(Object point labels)
-- BEGIN --

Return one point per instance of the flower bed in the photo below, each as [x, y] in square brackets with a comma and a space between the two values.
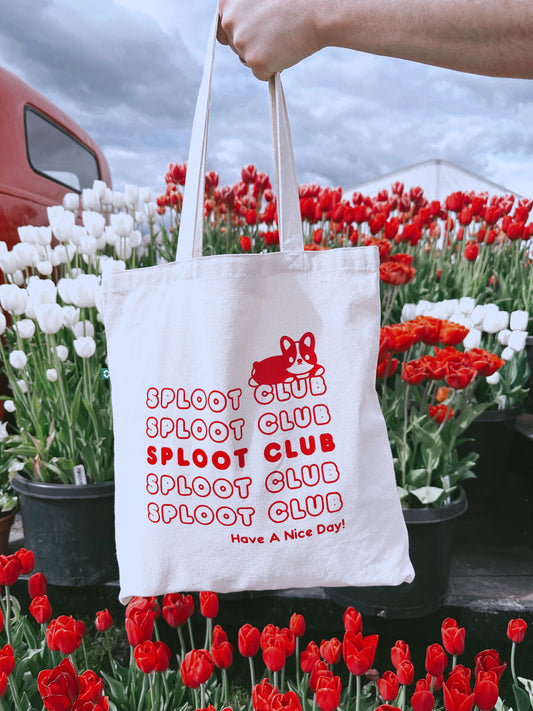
[43, 661]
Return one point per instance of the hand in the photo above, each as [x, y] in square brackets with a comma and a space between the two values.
[269, 35]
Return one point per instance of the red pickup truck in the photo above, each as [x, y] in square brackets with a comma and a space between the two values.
[43, 155]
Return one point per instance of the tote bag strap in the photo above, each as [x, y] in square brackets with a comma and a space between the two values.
[190, 242]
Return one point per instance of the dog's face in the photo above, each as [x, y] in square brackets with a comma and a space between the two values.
[300, 355]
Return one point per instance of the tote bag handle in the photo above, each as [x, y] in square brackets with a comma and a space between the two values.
[190, 241]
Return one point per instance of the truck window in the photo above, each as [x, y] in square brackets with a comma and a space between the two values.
[56, 154]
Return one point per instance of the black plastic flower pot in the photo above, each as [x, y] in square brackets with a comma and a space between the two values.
[70, 529]
[431, 533]
[492, 435]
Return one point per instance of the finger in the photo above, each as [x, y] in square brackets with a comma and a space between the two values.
[222, 37]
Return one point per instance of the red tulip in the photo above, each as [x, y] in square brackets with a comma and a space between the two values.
[436, 660]
[41, 609]
[405, 672]
[359, 651]
[274, 656]
[328, 692]
[26, 559]
[91, 688]
[139, 626]
[248, 640]
[286, 702]
[388, 686]
[330, 650]
[37, 585]
[208, 604]
[422, 699]
[64, 634]
[308, 657]
[489, 660]
[297, 625]
[103, 620]
[516, 630]
[457, 694]
[353, 622]
[59, 686]
[222, 654]
[7, 659]
[175, 609]
[453, 636]
[486, 690]
[196, 668]
[399, 653]
[262, 695]
[145, 656]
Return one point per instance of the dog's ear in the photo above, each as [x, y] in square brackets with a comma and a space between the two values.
[286, 343]
[308, 340]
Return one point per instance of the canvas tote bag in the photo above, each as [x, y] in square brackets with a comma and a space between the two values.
[250, 449]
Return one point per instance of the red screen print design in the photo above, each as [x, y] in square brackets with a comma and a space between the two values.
[297, 360]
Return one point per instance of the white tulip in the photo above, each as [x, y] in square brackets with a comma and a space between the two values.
[472, 339]
[27, 234]
[123, 249]
[99, 188]
[85, 346]
[44, 236]
[62, 353]
[13, 298]
[507, 353]
[122, 224]
[25, 328]
[90, 199]
[8, 262]
[94, 222]
[151, 210]
[519, 320]
[51, 375]
[478, 314]
[71, 201]
[65, 289]
[71, 316]
[517, 340]
[88, 245]
[131, 195]
[493, 379]
[24, 254]
[119, 203]
[83, 328]
[18, 278]
[135, 239]
[49, 317]
[495, 320]
[466, 305]
[503, 336]
[42, 291]
[45, 267]
[83, 288]
[18, 359]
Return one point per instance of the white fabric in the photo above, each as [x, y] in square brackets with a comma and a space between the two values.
[250, 449]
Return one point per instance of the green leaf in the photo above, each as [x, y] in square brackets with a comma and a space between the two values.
[522, 698]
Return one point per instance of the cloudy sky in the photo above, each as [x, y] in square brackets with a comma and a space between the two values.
[128, 72]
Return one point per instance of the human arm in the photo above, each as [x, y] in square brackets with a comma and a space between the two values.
[491, 37]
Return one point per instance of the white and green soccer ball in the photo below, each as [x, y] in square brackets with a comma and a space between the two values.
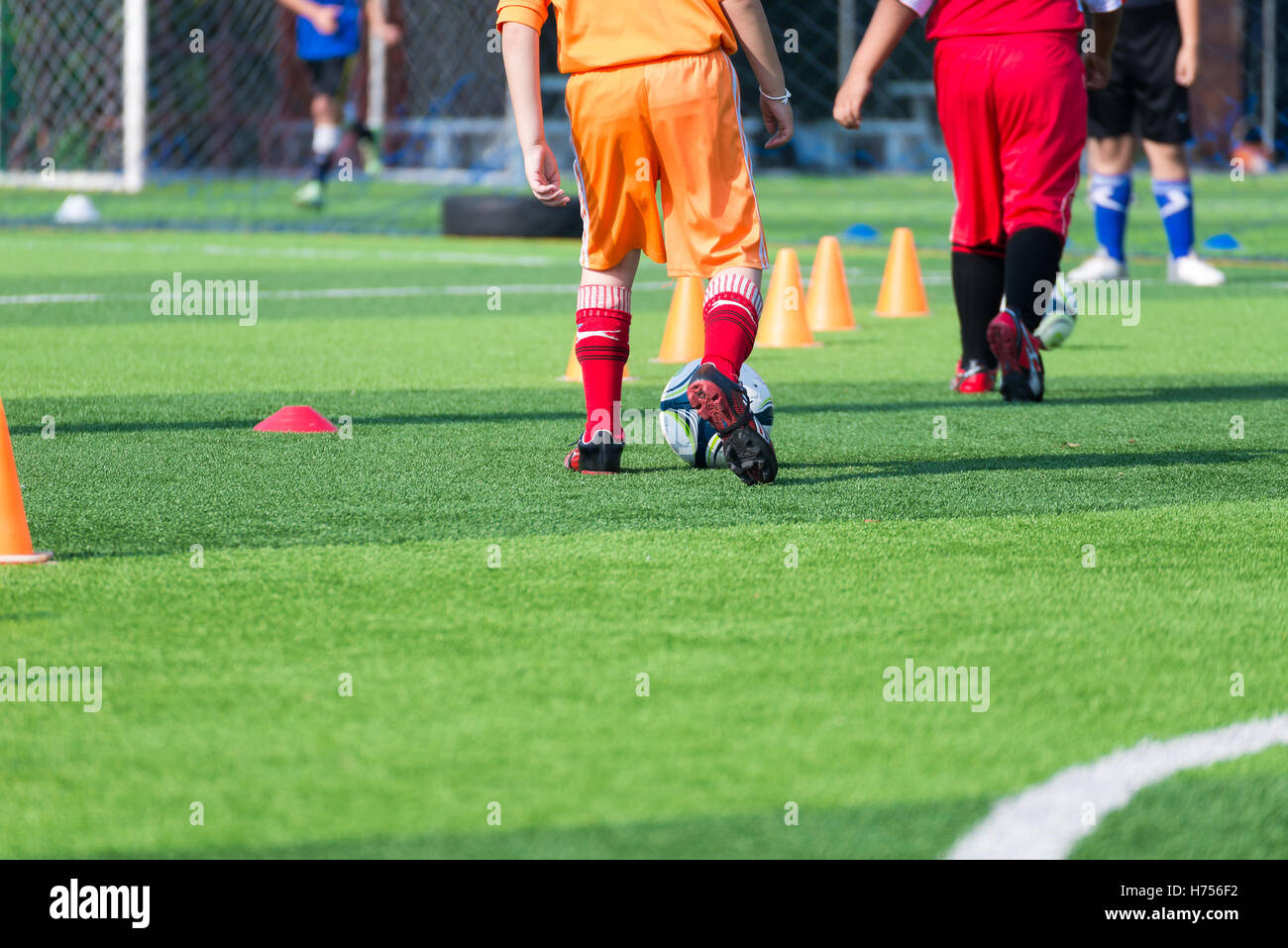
[696, 441]
[1061, 316]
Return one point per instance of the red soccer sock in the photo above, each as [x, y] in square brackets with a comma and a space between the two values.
[730, 316]
[601, 347]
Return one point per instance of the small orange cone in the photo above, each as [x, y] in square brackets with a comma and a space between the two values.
[14, 536]
[902, 290]
[827, 304]
[782, 325]
[574, 371]
[684, 335]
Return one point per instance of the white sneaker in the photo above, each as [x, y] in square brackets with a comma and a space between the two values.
[1192, 270]
[1099, 265]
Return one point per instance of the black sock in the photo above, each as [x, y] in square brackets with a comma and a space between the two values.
[978, 282]
[1031, 264]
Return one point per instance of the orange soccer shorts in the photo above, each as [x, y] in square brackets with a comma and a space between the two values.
[671, 123]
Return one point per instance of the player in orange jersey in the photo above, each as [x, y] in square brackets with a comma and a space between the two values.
[655, 103]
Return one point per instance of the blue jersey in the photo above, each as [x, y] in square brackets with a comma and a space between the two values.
[309, 44]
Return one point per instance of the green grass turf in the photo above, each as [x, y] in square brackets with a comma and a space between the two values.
[518, 685]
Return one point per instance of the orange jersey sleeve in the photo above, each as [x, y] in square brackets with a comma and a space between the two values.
[601, 34]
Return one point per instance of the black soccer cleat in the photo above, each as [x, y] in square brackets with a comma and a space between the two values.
[724, 403]
[600, 456]
[1018, 359]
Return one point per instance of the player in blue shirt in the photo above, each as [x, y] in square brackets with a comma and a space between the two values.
[327, 37]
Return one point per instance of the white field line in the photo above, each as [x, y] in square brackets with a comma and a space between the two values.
[1046, 820]
[326, 294]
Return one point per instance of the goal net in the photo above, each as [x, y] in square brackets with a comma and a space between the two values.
[103, 94]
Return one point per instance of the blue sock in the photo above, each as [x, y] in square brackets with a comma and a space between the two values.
[1176, 205]
[1111, 194]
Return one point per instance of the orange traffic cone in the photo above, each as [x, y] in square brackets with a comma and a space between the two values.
[782, 325]
[14, 536]
[574, 371]
[902, 290]
[684, 335]
[827, 304]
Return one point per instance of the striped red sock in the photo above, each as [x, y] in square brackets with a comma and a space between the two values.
[730, 316]
[601, 347]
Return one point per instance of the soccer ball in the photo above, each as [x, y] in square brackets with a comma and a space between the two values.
[695, 440]
[1060, 317]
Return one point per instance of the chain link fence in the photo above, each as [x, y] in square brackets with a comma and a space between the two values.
[223, 93]
[60, 85]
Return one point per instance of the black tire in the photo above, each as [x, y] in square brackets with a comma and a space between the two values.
[509, 215]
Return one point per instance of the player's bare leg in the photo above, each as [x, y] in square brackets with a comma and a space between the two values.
[601, 347]
[326, 138]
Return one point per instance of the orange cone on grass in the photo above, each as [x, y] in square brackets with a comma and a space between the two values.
[827, 304]
[902, 290]
[684, 335]
[14, 536]
[782, 324]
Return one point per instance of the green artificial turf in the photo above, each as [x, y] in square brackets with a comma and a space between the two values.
[494, 612]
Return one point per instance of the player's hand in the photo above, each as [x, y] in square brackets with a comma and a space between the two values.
[542, 172]
[848, 108]
[780, 121]
[1098, 69]
[325, 20]
[1186, 65]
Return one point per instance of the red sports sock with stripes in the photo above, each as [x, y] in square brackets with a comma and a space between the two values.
[601, 347]
[730, 316]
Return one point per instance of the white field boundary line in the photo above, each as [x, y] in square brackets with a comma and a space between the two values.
[342, 292]
[1046, 820]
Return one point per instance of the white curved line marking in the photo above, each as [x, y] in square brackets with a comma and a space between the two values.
[1044, 822]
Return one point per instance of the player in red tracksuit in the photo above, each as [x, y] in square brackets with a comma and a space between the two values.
[1012, 81]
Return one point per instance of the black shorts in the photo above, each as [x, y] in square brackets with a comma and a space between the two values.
[1142, 95]
[326, 76]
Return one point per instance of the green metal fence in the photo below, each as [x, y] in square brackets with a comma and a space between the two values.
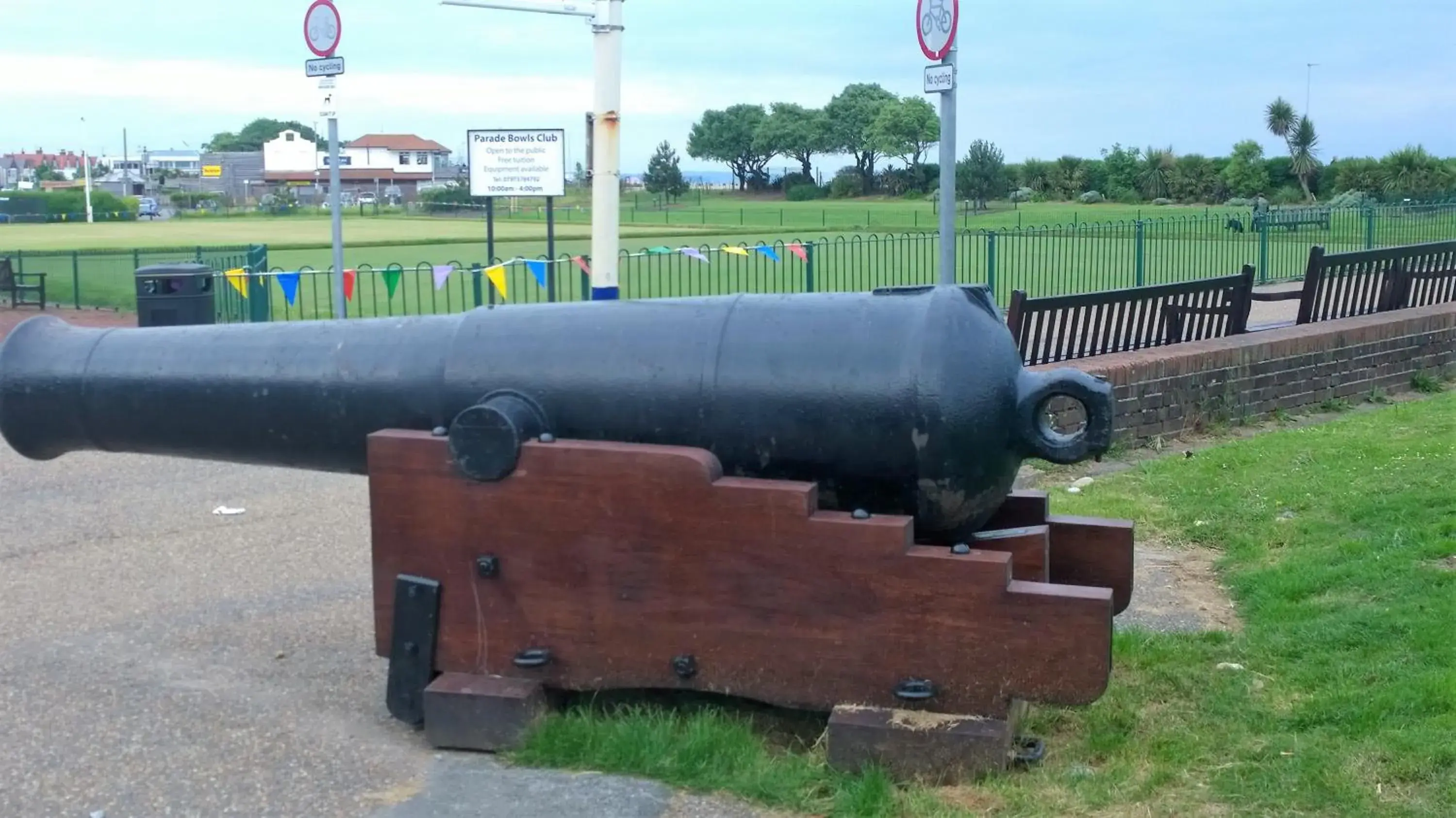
[105, 278]
[1043, 261]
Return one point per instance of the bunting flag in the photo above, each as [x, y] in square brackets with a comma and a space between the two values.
[289, 283]
[538, 270]
[497, 276]
[239, 280]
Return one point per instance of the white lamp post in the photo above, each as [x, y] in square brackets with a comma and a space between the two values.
[606, 184]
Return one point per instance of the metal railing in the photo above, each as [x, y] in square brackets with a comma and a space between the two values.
[1042, 261]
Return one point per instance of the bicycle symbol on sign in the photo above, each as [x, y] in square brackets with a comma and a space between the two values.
[935, 16]
[322, 28]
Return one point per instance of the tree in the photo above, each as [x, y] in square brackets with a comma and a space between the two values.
[1299, 137]
[1036, 175]
[1245, 174]
[664, 175]
[797, 133]
[1414, 171]
[851, 126]
[1123, 168]
[1155, 172]
[257, 133]
[1194, 180]
[733, 137]
[1068, 177]
[982, 175]
[906, 129]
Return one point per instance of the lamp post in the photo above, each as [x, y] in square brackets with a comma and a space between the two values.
[606, 182]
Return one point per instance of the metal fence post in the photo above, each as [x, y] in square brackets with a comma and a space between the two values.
[991, 262]
[1138, 254]
[1264, 249]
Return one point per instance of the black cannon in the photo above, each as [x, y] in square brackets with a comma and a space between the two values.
[906, 401]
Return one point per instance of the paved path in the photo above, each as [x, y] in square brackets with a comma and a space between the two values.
[161, 660]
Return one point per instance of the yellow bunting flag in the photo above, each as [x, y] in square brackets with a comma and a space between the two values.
[239, 280]
[497, 276]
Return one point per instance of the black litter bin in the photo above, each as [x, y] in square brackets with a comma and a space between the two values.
[175, 294]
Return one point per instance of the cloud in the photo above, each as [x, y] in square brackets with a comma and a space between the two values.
[213, 86]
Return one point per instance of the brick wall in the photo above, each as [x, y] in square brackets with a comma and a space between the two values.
[1173, 389]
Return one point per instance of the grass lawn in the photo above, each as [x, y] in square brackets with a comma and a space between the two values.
[1339, 546]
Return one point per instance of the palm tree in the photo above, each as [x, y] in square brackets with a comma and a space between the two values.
[1299, 137]
[1280, 117]
[1302, 142]
[1158, 168]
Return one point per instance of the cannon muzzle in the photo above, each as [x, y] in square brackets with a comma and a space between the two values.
[903, 401]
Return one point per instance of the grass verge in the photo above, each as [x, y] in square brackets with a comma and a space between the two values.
[1339, 696]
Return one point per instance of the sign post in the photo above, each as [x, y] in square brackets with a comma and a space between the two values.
[322, 30]
[937, 25]
[519, 164]
[606, 180]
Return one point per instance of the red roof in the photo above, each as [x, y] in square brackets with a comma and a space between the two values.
[398, 142]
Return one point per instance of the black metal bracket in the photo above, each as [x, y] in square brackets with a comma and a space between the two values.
[413, 647]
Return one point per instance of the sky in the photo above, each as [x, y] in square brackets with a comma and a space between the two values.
[1039, 78]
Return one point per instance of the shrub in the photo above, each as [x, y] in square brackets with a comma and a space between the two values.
[1352, 198]
[791, 181]
[846, 184]
[804, 193]
[1289, 196]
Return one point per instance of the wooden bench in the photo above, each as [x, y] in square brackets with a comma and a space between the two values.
[19, 284]
[1362, 283]
[1292, 219]
[1063, 328]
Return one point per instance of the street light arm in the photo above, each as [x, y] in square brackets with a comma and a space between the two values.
[570, 8]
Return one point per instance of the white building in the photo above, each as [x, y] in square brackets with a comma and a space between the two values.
[369, 164]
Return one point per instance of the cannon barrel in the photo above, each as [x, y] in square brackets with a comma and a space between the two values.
[903, 401]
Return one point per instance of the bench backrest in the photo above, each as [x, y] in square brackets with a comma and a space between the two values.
[1063, 328]
[1362, 283]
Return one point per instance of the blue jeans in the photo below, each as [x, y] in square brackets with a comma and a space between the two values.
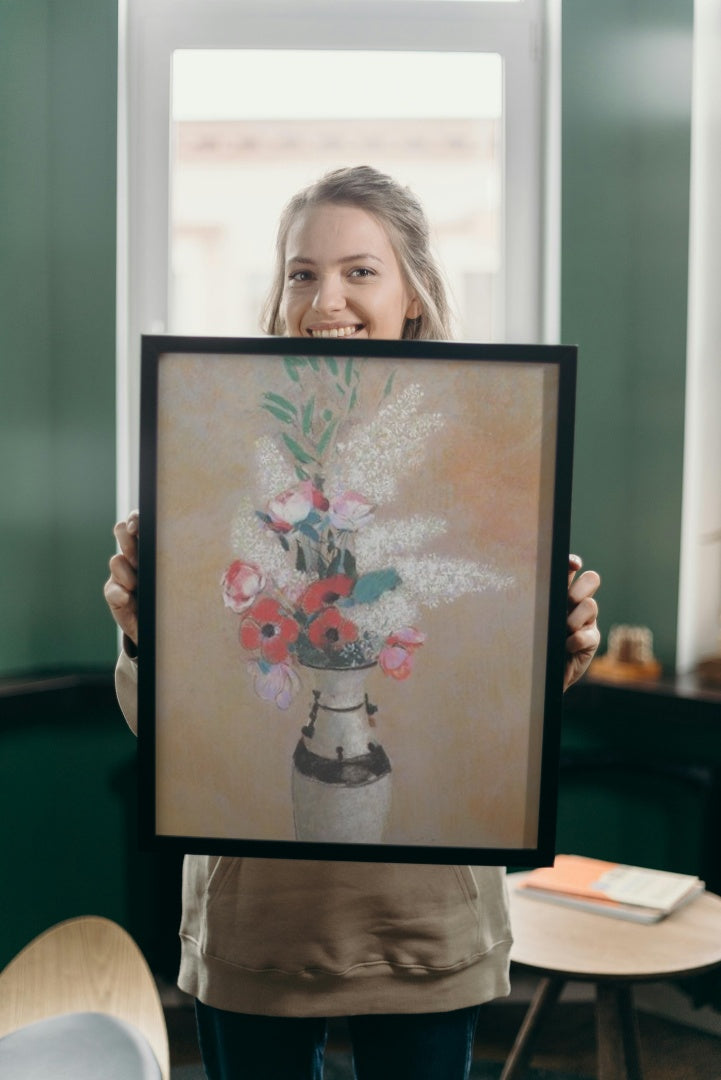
[402, 1047]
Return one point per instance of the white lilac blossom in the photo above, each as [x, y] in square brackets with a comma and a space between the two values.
[393, 609]
[389, 447]
[317, 579]
[383, 541]
[273, 473]
[434, 580]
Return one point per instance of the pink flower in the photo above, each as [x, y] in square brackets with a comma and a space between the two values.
[330, 631]
[293, 507]
[351, 511]
[241, 584]
[276, 683]
[267, 628]
[325, 592]
[396, 657]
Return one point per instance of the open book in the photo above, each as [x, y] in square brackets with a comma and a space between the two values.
[614, 889]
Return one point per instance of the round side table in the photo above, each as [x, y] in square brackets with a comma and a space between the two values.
[562, 944]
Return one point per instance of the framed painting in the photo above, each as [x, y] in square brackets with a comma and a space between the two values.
[353, 577]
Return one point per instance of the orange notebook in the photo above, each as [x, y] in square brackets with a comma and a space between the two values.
[630, 892]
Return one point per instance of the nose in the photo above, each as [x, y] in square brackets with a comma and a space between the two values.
[329, 296]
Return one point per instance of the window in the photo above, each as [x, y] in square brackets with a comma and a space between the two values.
[448, 95]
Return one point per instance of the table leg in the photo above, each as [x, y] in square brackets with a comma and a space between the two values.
[545, 997]
[616, 1031]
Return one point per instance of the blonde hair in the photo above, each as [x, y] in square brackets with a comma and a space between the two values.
[400, 213]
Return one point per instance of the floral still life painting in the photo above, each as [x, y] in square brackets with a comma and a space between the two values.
[364, 547]
[327, 578]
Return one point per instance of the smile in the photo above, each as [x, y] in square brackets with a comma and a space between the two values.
[336, 331]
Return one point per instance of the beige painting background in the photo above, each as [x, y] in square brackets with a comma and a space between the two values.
[463, 732]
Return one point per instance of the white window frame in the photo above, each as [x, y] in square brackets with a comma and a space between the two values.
[525, 34]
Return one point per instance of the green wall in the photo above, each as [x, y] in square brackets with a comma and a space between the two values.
[57, 309]
[626, 127]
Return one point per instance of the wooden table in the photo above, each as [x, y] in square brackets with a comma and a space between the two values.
[562, 944]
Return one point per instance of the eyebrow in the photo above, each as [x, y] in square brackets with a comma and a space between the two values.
[347, 258]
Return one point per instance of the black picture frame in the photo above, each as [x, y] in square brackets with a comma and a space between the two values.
[420, 482]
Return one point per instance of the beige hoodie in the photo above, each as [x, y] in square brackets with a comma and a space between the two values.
[288, 937]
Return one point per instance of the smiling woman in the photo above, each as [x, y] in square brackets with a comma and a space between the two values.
[340, 294]
[353, 259]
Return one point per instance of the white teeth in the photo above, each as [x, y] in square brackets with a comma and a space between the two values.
[336, 332]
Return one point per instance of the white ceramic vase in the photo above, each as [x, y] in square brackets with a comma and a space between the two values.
[341, 774]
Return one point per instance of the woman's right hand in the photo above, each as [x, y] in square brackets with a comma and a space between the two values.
[121, 588]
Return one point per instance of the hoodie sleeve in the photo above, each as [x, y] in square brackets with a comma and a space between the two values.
[126, 688]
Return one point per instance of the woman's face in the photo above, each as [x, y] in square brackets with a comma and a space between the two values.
[342, 278]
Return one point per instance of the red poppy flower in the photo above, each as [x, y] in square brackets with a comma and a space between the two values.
[325, 592]
[266, 628]
[330, 631]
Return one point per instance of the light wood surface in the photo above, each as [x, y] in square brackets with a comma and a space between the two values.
[559, 940]
[85, 964]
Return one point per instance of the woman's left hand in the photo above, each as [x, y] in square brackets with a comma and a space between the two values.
[583, 635]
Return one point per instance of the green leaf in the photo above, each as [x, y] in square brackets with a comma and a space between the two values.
[283, 402]
[334, 565]
[297, 450]
[371, 585]
[325, 439]
[276, 413]
[290, 364]
[308, 416]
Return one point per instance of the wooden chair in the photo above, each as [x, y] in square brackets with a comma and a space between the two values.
[73, 983]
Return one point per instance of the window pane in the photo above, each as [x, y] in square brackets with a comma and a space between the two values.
[250, 127]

-- END --

Goal of the exercise ▸ Every line from the one containing "Return one point per instance of the woman's face" through the last line must be copied exactly; leave out the rest.

Answer for this exercise ▸
Return one point per instance of the woman's face in the photo above, each as [x, y] in square brackets with a comma and a space between the two values.
[342, 278]
Return one point per instance of the red poppy flower in the photo above, each as [x, y] in square brackets with a comma and a space between the two values.
[325, 592]
[266, 628]
[330, 631]
Return one point per instance of the light wood surface in the photo above, each as [x, y] in square brackets with a comma and a space between the two values.
[559, 940]
[85, 964]
Return one point per instance of the woman's left hand in the photo above, each as [x, y] in square brackets with a comma and a space between the two values.
[583, 635]
Return one point per instance of the green leaf in the photo above, each as [x, y] in square brackets with a comma and a space between the two values.
[283, 402]
[334, 565]
[297, 450]
[371, 585]
[325, 439]
[276, 413]
[290, 364]
[308, 416]
Return one point per instance of the wooden chair in the photo above, each as [x, y] in square brackets with a comma and a space between the two values.
[73, 983]
Return one point per instance of the window pane in the photo above, each as [x, y] in square brackets with a comma and a space between the two values.
[250, 127]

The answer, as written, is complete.